Exercise details: Present the rows from the line containing "Screen reader assistance: describe where the flower" through the line containing "[0,574,50,653]" as a numbered list, both ends included and blank lines omitted.

[Lines of data]

****************

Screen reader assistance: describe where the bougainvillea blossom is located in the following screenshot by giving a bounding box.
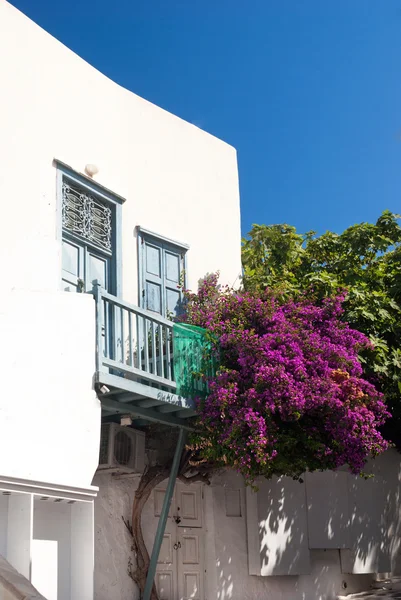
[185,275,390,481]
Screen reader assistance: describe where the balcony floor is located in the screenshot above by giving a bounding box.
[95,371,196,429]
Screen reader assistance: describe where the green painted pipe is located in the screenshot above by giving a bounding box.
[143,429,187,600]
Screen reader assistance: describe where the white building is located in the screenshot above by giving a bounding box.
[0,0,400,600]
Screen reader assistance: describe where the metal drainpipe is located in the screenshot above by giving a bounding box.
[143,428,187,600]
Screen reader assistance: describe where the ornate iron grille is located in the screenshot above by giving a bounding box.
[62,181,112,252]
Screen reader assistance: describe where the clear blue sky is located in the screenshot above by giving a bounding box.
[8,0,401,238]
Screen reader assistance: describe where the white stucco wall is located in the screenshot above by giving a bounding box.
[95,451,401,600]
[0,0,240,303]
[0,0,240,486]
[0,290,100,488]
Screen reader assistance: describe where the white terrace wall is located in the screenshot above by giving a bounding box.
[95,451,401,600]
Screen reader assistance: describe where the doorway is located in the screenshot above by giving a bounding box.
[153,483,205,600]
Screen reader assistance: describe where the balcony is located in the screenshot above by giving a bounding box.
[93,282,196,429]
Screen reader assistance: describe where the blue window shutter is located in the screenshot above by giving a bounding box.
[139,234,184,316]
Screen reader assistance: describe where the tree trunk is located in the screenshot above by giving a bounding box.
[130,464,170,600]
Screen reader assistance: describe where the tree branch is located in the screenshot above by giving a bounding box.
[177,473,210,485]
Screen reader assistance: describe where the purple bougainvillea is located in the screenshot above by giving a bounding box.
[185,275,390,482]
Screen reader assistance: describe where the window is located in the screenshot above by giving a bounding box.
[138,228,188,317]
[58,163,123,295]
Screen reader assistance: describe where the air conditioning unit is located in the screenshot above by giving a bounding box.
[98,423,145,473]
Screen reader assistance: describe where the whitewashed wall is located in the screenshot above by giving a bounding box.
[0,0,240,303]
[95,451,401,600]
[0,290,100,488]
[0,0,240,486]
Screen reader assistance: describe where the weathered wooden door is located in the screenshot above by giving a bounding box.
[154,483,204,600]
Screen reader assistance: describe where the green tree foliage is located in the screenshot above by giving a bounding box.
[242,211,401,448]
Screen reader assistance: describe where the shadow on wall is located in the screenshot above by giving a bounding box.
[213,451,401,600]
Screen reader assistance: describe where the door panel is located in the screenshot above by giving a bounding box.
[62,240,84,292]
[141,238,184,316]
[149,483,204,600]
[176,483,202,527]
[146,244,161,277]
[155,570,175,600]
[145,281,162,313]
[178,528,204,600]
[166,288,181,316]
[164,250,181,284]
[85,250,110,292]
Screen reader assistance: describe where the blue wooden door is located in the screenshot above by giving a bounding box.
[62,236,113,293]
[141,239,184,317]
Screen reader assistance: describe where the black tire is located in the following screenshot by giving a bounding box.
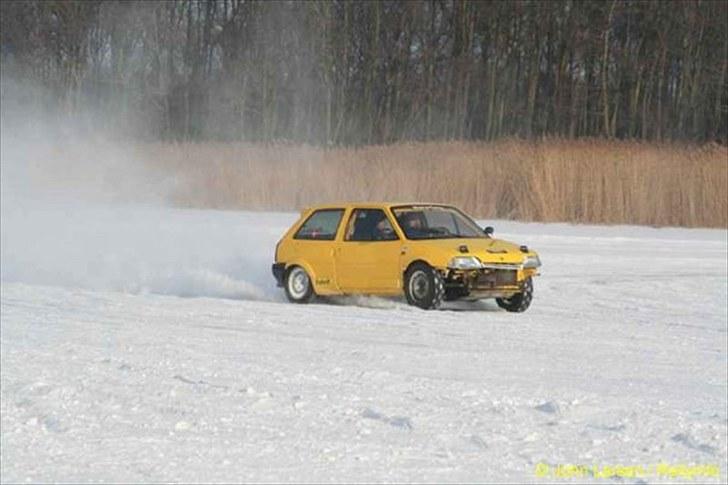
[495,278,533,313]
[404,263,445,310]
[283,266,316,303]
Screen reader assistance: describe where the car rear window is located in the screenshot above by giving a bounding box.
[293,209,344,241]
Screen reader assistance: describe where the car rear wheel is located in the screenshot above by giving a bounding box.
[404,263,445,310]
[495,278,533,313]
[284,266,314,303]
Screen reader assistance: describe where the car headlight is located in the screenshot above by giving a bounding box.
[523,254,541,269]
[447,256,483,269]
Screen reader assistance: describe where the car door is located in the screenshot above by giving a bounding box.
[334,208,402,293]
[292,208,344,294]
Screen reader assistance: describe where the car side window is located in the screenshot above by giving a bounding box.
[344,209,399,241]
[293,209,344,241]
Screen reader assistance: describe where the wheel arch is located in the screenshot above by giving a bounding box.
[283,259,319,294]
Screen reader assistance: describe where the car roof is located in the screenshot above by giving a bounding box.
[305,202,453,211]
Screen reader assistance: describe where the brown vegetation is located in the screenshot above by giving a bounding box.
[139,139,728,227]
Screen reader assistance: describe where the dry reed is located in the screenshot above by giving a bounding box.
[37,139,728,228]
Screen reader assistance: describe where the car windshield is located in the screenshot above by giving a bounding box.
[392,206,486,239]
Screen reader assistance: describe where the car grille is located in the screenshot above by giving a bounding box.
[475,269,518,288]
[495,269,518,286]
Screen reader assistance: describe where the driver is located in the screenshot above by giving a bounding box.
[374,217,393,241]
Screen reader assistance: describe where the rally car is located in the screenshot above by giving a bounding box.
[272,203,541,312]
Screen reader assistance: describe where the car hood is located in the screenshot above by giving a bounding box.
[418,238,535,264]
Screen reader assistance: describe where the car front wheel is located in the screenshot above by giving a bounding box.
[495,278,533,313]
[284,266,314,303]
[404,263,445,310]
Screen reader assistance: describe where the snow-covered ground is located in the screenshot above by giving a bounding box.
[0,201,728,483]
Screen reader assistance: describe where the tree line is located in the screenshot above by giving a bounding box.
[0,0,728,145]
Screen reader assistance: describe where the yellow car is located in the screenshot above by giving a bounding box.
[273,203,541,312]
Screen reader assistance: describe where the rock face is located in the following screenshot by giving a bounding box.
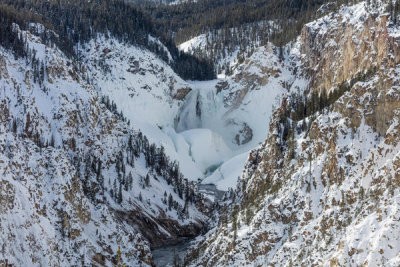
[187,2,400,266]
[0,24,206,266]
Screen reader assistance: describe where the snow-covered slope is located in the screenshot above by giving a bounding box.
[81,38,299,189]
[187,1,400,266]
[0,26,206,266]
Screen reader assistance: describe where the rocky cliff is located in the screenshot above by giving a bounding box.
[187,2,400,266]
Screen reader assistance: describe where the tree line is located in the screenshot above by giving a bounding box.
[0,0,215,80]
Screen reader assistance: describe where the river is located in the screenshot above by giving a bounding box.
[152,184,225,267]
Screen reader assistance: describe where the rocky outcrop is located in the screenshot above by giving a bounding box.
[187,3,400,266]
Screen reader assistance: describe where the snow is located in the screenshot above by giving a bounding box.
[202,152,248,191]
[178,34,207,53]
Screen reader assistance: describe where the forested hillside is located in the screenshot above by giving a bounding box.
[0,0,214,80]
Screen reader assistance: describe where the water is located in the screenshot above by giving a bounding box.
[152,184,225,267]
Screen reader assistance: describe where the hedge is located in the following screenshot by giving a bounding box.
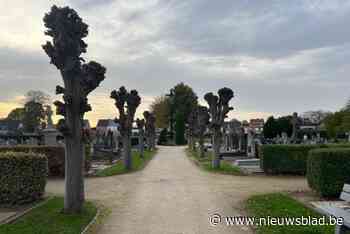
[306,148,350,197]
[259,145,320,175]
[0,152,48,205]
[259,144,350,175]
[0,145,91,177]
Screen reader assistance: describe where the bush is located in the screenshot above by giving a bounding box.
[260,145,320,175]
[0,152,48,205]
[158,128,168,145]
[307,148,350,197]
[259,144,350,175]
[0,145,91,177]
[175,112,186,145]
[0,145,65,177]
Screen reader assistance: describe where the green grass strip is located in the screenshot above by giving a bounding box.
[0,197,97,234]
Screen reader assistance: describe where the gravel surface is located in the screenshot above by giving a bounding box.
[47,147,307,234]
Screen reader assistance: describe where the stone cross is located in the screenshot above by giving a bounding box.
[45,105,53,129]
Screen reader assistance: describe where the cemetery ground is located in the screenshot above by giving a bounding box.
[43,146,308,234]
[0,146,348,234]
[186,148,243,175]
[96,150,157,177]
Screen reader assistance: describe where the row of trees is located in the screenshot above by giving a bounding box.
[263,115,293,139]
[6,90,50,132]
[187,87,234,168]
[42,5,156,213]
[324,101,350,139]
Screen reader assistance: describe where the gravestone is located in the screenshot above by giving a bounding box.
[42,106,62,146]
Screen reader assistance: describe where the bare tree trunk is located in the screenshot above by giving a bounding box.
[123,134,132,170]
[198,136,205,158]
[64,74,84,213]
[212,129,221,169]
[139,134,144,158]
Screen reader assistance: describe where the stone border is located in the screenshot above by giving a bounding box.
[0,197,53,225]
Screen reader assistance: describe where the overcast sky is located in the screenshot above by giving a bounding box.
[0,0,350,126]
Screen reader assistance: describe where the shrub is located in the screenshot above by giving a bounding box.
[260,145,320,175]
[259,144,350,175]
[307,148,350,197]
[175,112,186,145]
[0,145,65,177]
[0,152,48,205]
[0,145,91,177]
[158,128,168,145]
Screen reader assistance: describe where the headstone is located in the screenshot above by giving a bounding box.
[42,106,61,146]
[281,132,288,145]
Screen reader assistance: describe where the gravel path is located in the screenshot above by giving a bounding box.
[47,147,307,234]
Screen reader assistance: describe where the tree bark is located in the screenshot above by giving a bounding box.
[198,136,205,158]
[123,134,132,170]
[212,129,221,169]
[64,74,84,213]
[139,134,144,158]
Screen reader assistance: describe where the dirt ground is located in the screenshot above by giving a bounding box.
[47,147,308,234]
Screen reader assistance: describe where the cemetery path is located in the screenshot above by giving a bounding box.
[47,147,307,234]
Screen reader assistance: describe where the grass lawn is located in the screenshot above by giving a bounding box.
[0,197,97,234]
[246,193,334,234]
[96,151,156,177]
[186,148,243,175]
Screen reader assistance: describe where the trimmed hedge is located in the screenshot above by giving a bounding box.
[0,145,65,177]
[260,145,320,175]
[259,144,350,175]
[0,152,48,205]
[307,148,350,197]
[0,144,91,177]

****************

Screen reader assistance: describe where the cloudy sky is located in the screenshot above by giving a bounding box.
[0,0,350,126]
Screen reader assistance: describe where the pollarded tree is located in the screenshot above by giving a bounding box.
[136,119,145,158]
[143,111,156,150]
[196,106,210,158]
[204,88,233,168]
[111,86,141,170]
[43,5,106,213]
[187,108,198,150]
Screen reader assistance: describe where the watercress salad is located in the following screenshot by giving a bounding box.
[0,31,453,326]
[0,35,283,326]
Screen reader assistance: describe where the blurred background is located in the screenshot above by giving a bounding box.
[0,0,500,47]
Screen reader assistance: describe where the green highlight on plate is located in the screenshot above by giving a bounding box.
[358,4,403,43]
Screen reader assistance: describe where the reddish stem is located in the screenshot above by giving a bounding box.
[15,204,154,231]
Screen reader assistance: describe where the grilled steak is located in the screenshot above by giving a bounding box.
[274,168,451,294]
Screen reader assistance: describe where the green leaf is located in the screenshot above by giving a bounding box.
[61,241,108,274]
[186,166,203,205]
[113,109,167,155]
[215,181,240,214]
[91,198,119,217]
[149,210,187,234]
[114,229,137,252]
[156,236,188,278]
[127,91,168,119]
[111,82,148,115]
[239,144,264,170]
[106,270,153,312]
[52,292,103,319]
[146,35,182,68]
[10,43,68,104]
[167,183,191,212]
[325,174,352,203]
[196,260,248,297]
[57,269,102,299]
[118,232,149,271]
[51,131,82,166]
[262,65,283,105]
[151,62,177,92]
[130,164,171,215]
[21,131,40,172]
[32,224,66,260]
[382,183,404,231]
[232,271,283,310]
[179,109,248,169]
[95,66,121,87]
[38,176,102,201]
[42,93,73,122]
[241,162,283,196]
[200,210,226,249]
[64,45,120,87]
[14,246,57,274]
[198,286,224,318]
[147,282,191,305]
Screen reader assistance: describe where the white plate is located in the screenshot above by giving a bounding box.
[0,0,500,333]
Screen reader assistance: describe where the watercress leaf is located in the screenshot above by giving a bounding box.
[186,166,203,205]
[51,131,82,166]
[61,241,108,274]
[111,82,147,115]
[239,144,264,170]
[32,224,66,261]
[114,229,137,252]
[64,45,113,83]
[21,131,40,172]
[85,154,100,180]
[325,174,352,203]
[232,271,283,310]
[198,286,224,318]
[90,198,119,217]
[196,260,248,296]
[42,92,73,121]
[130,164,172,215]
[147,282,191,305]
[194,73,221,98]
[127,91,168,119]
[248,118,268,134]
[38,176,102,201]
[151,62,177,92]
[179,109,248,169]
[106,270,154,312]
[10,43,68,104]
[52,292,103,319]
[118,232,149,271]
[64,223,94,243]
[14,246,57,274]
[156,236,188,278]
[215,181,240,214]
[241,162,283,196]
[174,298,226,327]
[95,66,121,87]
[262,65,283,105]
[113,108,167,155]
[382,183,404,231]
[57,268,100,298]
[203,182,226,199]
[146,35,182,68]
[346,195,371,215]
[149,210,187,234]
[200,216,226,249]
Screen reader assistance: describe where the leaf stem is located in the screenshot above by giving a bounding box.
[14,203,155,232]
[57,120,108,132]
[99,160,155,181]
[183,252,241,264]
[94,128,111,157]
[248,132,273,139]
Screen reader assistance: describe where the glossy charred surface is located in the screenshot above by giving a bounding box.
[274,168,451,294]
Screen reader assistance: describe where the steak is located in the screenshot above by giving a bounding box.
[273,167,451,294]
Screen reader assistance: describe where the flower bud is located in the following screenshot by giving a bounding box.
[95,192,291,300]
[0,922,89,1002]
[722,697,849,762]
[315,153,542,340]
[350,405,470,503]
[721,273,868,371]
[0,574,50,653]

****************

The output:
1. Screen reader assistance: describe where the flower bud is located in the following screenshot by giving a bounding box.
2. [95,192,291,300]
3. [0,922,89,1002]
4. [722,697,849,762]
5. [315,153,542,340]
6. [350,405,470,503]
7. [721,273,868,371]
8. [0,574,50,653]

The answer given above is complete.